What to do -
Starting at the first line and ending at the last, output the data exactly.

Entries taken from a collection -
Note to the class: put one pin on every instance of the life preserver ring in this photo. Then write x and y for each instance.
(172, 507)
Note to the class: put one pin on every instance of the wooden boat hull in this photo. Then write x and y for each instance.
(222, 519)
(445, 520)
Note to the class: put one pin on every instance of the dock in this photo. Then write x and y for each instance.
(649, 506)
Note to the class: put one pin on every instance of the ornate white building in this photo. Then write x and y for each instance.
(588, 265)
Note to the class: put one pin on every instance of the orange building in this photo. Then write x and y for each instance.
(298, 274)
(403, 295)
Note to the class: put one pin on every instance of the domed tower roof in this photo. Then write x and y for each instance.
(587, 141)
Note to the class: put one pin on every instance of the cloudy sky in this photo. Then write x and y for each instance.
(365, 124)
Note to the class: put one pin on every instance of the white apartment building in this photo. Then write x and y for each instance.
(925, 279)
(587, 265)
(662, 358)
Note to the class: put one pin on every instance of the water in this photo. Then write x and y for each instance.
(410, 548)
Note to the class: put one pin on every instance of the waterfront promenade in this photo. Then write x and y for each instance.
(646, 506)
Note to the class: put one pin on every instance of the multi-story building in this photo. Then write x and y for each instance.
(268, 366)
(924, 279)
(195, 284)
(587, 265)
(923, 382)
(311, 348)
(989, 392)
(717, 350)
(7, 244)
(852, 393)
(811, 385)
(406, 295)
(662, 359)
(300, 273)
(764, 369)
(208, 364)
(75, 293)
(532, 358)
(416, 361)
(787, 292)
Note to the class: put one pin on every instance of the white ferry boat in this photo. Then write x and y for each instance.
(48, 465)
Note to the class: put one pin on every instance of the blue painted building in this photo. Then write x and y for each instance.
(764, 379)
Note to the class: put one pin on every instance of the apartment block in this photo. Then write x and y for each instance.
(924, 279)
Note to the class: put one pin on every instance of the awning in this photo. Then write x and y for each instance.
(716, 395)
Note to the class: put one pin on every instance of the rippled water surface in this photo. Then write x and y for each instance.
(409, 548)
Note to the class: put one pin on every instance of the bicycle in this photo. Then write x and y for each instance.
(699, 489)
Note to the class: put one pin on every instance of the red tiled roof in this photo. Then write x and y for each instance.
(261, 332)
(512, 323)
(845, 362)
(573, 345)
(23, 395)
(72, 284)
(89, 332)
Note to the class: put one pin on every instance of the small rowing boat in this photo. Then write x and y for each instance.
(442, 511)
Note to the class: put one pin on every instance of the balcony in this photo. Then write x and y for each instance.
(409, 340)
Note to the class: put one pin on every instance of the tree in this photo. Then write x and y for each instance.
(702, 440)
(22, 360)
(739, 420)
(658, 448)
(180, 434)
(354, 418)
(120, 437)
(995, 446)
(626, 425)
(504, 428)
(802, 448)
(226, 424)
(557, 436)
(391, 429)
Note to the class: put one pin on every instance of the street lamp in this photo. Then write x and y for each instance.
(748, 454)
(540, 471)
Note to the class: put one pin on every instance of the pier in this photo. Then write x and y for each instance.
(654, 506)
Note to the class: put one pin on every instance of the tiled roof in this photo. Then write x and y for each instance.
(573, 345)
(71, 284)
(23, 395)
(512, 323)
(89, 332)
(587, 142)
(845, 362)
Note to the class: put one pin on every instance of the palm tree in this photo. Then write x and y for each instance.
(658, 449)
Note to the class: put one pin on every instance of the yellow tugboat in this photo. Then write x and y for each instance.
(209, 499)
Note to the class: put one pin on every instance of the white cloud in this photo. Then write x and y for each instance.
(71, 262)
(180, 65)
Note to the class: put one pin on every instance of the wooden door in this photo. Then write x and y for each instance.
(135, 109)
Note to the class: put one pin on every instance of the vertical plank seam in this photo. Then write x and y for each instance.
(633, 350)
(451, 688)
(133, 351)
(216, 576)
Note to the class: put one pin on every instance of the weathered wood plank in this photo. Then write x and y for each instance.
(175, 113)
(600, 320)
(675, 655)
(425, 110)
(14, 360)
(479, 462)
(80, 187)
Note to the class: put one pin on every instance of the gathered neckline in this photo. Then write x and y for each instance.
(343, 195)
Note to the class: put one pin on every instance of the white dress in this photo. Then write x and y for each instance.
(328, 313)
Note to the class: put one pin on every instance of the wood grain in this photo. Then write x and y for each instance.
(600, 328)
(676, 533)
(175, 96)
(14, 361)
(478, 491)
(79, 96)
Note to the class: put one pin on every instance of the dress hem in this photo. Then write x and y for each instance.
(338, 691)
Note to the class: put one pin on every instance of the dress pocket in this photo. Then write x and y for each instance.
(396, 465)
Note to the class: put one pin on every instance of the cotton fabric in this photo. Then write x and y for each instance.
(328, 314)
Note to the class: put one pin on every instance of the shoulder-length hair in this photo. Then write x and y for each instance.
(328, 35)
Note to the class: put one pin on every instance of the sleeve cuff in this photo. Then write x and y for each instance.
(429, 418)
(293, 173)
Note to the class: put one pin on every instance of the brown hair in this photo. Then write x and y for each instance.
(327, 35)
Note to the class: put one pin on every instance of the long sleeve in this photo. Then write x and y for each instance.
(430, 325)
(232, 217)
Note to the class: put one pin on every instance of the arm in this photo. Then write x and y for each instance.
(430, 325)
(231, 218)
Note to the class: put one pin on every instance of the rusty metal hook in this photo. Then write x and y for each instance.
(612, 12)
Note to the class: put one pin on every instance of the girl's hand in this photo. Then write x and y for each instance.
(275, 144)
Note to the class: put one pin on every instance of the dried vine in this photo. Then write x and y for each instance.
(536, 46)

Result of this exercise -
Note to the class: put one pin on every instance of the life preserver ring in this photo. Then write x and y for each instance.
(172, 507)
Note to the class: put one pin on every instance of the wooden boat hull in this photo. Then write x and y for each instance.
(222, 519)
(445, 520)
Note to the class: put one pin on every instance of the dock in this photo. Then write x and y for each instance.
(649, 506)
Note to the class: put one pin on every instance of the ornate white building in this photo. Then write x and y for each instance.
(588, 265)
Note to the class: put one pin on every instance of the orange building in this photo. Then write x and y for each instance.
(298, 274)
(403, 295)
Note to the class: put one pin on every instance of the domed tower roof in this photo. Then write x and y for each instance.
(587, 141)
Note to the class: put one pin on every instance of the cloudy sky in this photo. Then write x and y for each instance.
(365, 124)
Note to the class: put one pin on every instance of the white apartment building in this photo. Then write x and y for each instance.
(925, 279)
(587, 265)
(662, 358)
Note to the class: put one pin on every instance of the water in this photo. Then write x and y for each instance.
(410, 548)
Note to the class: put one pin on every instance of the waterfront promenade in this photo. Then write x and y for each instance.
(646, 506)
Note to the class: put one pin on every instance of the multi-story building in this photo. Then write x and y for each instance.
(268, 366)
(924, 279)
(195, 284)
(587, 265)
(923, 382)
(311, 348)
(989, 392)
(717, 350)
(7, 244)
(852, 393)
(811, 385)
(406, 295)
(662, 359)
(300, 273)
(764, 369)
(208, 364)
(75, 293)
(532, 358)
(416, 361)
(787, 292)
Note to the class: put one pin on every instance of the white ferry boat in this photo. Then write x and y for each instance.
(48, 465)
Note to the class: put one pin on every instance of the blue painted building in this photo. Then write x and y for each instance.
(764, 379)
Note to the class: put one pin on every instance of the apartment block in this photo. Then write x and y for each instance.
(924, 279)
Note to the class: put one pin on every instance of the awning in this photo. Then write x and y for each instance.
(716, 395)
Note to the class: put one pin on every instance of the rippled water surface in this photo. Then write x and y for each instance.
(409, 548)
Note to the class: put one pin on every instance of the bicycle in this photo. Then write x and y for each instance.
(699, 489)
Note to the class: put one pin on every instance of the red tiled roof in this photo. Then write x and y for each instance.
(261, 332)
(512, 323)
(845, 362)
(573, 345)
(23, 395)
(72, 284)
(89, 332)
Note to the class: put one pin on every instance of the small rowing boat in this photo. Then write x and y for each instance.
(442, 511)
Note to the class: put one pin on every instance of the balcony in this photo. Then write x and y for each instance.
(409, 340)
Note to the class: put one pin on every instance of the tree in this photo. Then write x and y for each instance.
(702, 440)
(22, 360)
(739, 420)
(658, 448)
(180, 434)
(354, 418)
(120, 437)
(995, 446)
(626, 425)
(504, 428)
(802, 448)
(226, 424)
(557, 436)
(391, 429)
Note to the class: put one pin on every instance of the street lamp in this photo. Then write x and y for each instance.
(748, 454)
(540, 471)
Note to the class: put one pin on every instance of the pier in this photo. Then write x and y for each instance.
(654, 506)
Note to the class: put one pin on every instance of the tiled roof in this photo. Then write x and y for each instance.
(573, 345)
(71, 284)
(23, 395)
(512, 323)
(89, 332)
(587, 142)
(845, 362)
Note to the class: put one pin on every instance of the palm tree in this photo. Then write x and y for each instance.
(658, 449)
Note to the class: put one pin on every instance of the yellow tugboat in this photo. Then write x and y for each instance.
(209, 499)
Note to the class: put one pin on every instance of the white cloud in this photo. Then write x and y for each instance.
(71, 262)
(180, 65)
Note to the class: put one pin on every instance of the wooden door in this photo. Then write x and y for each instance.
(135, 109)
Note to the class: put one pin on every instance of the vertical plank seam in this photo. Then write x and y for each instance.
(633, 350)
(451, 688)
(133, 351)
(216, 576)
Note to the class: put one pin on every instance of the weathered wood plank in this photo. Then write x and y for each instance.
(175, 113)
(600, 320)
(675, 655)
(425, 110)
(14, 360)
(479, 462)
(80, 187)
Note to the class: put one pin on every instance of the gathered neckline in this photo. Then write x and y for each instance.
(343, 195)
Note to the class: put one pin on every instance of the white dress in this photo. Then write x and y for each instance.
(328, 313)
Note to the class: put one pin on every instance of the wood grain in this photo. Then write x and y for each instance.
(600, 328)
(676, 533)
(175, 96)
(14, 361)
(478, 491)
(79, 96)
Note to the class: put one pin on every instance of the dress hem in this photo. Then write x and y for each instance.
(338, 691)
Note to the class: put one pin on every instance of the dress pocket in this photo. Then write x and y for each instance.
(396, 465)
Note to the class: put one pin on every instance of the cotton fabric in this photo. Then write x and y for each instance.
(328, 314)
Note to the class: put one pin on every instance of the shoulder-length hair in this photo. Then write x and y for each instance.
(328, 35)
Note to the class: put one pin on every instance of the sleeve cuff in this photo. Then write x and y for each instance.
(429, 418)
(293, 173)
Note to the class: put one pin on every instance of the brown hair in this photo. Then write x and y for each instance.
(327, 35)
Note to the class: put one pin on every instance of the long sleeve in this photo. Then write x and y for each instance.
(430, 325)
(232, 217)
Note to the class: put one pin on every instance of the arm in this photo. Then write x and y for each instance.
(430, 325)
(231, 218)
Note to the class: put one pin on every instance of the rusty metal hook in this photo. Then write x and y for each instance.
(612, 12)
Note to the class: put one pin on every instance of the girl's hand in this photo. Then write x and y for each instance.
(275, 144)
Note to the class: put one pin on every instance of the dried vine in this photo. Then write x and y for each instance.
(536, 46)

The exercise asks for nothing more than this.